§ GIVEN PROBLEM:
Reproduce the rows below verbatim, omitting the pictures.

§ RECORD SET:
◆ ◆ ◆ ◆ ◆ ◆ ◆

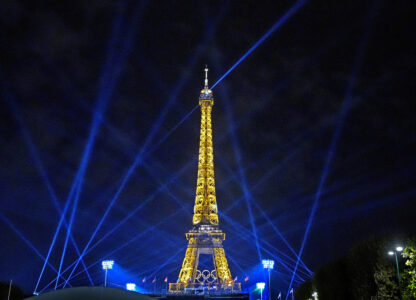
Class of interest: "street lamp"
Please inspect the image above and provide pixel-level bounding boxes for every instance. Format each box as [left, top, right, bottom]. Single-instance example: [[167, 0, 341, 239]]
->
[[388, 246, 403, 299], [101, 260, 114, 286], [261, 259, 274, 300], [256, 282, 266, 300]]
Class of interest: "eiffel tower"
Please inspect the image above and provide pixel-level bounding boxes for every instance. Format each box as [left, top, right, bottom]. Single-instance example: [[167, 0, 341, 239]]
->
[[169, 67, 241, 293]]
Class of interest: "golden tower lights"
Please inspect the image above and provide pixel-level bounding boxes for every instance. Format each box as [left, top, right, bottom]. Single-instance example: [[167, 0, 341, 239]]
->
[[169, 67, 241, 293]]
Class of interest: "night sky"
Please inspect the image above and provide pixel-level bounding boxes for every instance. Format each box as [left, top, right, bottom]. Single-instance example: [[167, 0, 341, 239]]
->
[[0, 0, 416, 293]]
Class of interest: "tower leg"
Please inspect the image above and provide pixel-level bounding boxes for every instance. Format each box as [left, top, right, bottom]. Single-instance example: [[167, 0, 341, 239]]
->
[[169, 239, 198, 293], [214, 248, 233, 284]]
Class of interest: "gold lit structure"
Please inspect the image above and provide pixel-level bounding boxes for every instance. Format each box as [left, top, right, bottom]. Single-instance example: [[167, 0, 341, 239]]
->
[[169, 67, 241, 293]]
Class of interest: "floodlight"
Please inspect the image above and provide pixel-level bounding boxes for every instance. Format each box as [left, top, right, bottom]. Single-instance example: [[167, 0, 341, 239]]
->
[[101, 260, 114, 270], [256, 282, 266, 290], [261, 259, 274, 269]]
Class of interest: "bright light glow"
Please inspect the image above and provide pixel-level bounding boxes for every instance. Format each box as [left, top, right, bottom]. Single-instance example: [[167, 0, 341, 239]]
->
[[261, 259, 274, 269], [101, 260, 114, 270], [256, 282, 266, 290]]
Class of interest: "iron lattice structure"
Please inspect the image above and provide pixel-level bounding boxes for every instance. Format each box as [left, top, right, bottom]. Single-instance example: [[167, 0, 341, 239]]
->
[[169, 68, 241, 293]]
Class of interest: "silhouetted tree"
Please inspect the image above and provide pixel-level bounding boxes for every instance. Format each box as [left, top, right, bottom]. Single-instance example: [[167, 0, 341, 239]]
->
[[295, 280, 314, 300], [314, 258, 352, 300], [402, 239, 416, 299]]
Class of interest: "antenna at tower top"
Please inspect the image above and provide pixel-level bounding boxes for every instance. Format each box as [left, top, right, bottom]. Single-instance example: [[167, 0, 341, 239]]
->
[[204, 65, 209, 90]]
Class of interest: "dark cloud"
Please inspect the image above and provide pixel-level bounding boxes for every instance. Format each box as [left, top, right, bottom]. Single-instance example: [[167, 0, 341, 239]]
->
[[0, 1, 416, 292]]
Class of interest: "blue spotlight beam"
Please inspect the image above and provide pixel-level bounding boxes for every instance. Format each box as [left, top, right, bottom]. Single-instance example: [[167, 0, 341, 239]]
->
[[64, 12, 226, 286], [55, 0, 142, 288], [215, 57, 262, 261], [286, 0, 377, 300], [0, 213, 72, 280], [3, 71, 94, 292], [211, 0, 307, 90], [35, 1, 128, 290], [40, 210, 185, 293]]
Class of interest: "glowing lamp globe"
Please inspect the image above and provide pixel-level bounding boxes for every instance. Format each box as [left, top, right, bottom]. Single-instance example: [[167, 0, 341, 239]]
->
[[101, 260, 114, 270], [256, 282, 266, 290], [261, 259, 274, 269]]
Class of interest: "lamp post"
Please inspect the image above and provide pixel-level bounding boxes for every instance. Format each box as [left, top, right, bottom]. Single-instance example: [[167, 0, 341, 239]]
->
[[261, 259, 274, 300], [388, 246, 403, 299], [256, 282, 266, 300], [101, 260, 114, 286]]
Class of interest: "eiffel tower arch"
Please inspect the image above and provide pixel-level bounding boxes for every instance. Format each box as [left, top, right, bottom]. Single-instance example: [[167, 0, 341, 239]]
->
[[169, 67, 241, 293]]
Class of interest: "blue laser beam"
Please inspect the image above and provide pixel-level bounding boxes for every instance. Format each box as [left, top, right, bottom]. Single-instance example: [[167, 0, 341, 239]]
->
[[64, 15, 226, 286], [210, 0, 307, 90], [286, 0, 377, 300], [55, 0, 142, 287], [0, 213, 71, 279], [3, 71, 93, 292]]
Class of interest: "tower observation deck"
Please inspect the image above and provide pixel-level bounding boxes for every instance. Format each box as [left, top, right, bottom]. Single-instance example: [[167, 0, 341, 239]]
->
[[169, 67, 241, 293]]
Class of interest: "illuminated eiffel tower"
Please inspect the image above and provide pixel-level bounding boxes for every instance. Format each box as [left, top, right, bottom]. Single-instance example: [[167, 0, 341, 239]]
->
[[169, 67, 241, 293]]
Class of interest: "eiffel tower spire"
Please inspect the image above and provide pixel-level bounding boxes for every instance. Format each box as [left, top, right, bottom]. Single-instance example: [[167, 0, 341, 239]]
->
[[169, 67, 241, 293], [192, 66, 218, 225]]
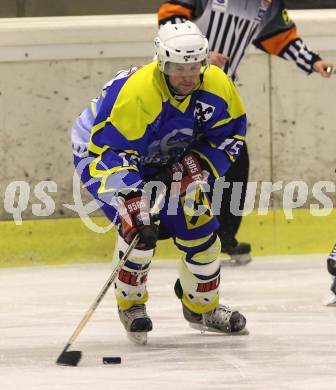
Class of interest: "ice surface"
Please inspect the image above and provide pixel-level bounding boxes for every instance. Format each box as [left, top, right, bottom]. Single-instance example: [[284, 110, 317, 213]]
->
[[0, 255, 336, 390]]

◆ ◆ ◆ ◆ ◆ ◆ ◆

§ OUTPUT FOR THIS EXERCISE:
Class of interest: "street lamp"
Please inspect the image above and provide pixel-level bounding boxes for every instance. Format each box as [left, top, right, bottom]. Single-instance example: [[167, 0, 341, 239]]
->
[[388, 246, 403, 299], [101, 260, 114, 286], [261, 259, 274, 300], [256, 282, 266, 300]]
Class of interest: "eiffel tower"
Please inspect the image above and provide pixel-level bounding boxes for every instance. Format each box as [left, top, right, bottom]. Single-instance example: [[167, 0, 341, 239]]
->
[[169, 67, 241, 293]]
Class of interest: "golden tower lights"
Please inspect the image above and provide pixel-level bounding boxes for every instance. Format each box as [left, top, right, bottom]. Single-instance example: [[167, 0, 341, 239]]
->
[[169, 67, 241, 293]]
Class of interest: "night sky"
Please inspect the image above and provide pixel-level bounding boxes for every instance. Format each box as [left, top, right, bottom]. Single-instance example: [[167, 0, 341, 239]]
->
[[0, 0, 416, 293]]
Class of interest: "tower leg"
Please inspect the image above and provide pixel-level bounding boxes for every instance. Format each box as [left, top, right, bottom]. Single-instance example: [[167, 0, 341, 239]]
->
[[169, 239, 198, 293], [214, 248, 233, 284]]
Class of interest: "gold lit structure"
Please inspect the image above and provide pixel-level bounding boxes for every instance. Format each box as [left, top, right, bottom]. Single-instance example: [[167, 0, 341, 239]]
->
[[169, 67, 241, 293]]
Class of interest: "floodlight"
Please inspect the image above and provide pixel-level bounding boxes for every instance. Format each box as [left, top, right, bottom]. Single-instance example: [[167, 0, 341, 239]]
->
[[101, 260, 114, 270], [256, 282, 266, 290], [261, 259, 274, 269]]
Class of interest: "bright light glow"
Please inspect the image above and provide pixel-level bounding boxes for every instance. Format each box as [left, top, right, bottom]. Single-instance example: [[167, 0, 341, 239]]
->
[[261, 259, 274, 269], [101, 260, 114, 270], [256, 282, 266, 290]]
Class of interest: "iron lattice structure"
Please inspect the image above and provide pixel-level bounding boxes for every instance. Format each box as [left, top, right, bottom]. Single-instance example: [[167, 0, 341, 239]]
->
[[169, 68, 241, 293]]
Class of interest: "silhouetted tree"
Please inspect the image above and provide pixel-level bounding boxes for every instance. Format each box as [left, top, right, bottom]. Single-instance example: [[167, 0, 341, 239]]
->
[[295, 280, 314, 300], [314, 258, 352, 300], [402, 239, 416, 299]]
Class of interest: "antenna at tower top"
Please inspect the image above and provide pixel-level bounding boxes for every instance. Format each box as [left, top, right, bottom]. Single-instance example: [[167, 0, 341, 239]]
->
[[204, 65, 209, 90]]
Class of interest: "dark cloud"
Please inspect the image above and provide pixel-level bounding boxes for every instance. Format each box as [left, top, right, bottom]. Single-instance example: [[167, 0, 341, 239]]
->
[[0, 1, 416, 292]]
Class of interest: "blue spotlight beam"
Please inspect the image above and provide pixel-level bounding boxes for every instance. Format each box as [left, top, right, bottom]. Single-instance example: [[167, 0, 341, 239]]
->
[[64, 12, 226, 286], [55, 0, 142, 288], [215, 57, 262, 261], [286, 0, 377, 300], [0, 213, 72, 280], [3, 71, 94, 292], [211, 0, 307, 90], [35, 1, 128, 290], [40, 210, 185, 293]]
Class of interest: "glowing lamp globe"
Please inspect the image above and provide pixel-level bounding boxes for every instance. Format each box as [left, top, right, bottom]. Single-instance example: [[167, 0, 341, 239]]
->
[[101, 260, 114, 270], [256, 282, 266, 290], [261, 259, 274, 269]]
Class of interest: "lamp post"
Please inspect the image above and provide pixel-level bounding boxes for every instance. Format each box as [left, top, right, bottom]. Single-instance example: [[167, 0, 341, 239]]
->
[[261, 259, 274, 300], [388, 246, 403, 299], [256, 282, 266, 300], [101, 260, 114, 286]]
Class of interest: "eiffel tower arch"
Please inspect the image above and provide pixel-level bounding boxes for every instance. Format each box as [left, top, right, bottom]. Single-instance example: [[167, 0, 341, 239]]
->
[[169, 67, 241, 293]]
Class of interest: "blue laser beam"
Please inspect the image above and provide pixel-level bounding boxes for every instance. Format each box as [left, top, right, bottom]. Single-instance example: [[167, 0, 341, 239]]
->
[[64, 15, 226, 286], [210, 0, 307, 90], [286, 0, 377, 300], [55, 0, 142, 287], [0, 213, 71, 279], [3, 71, 93, 292]]
Class of interest: "tower observation deck"
Please inspect the image above and provide pixel-level bounding boxes for every instance. Format each box as [left, top, right, bottom]. Single-instance example: [[167, 0, 341, 239]]
->
[[169, 67, 241, 293]]
Class of interest: "illuminated eiffel tower"
Please inspect the image above and provide pixel-level bounding boxes for every instance. Format each box as [left, top, right, bottom]. Single-instance example: [[167, 0, 341, 239]]
->
[[169, 67, 241, 293]]
Class of interest: "eiffel tower spire"
Please inspect the image above and provide pixel-level bounding boxes for every instance. Format each box as [left, top, right, bottom]. Single-instance example: [[167, 0, 341, 239]]
->
[[169, 67, 241, 293], [192, 66, 218, 225]]
Class of interest: "ice surface"
Please inspect the image above and provide pixel-level bounding boxes for every instance. Format each box as [left, top, right, bottom]. Single-instance example: [[284, 110, 317, 213]]
->
[[0, 255, 336, 390]]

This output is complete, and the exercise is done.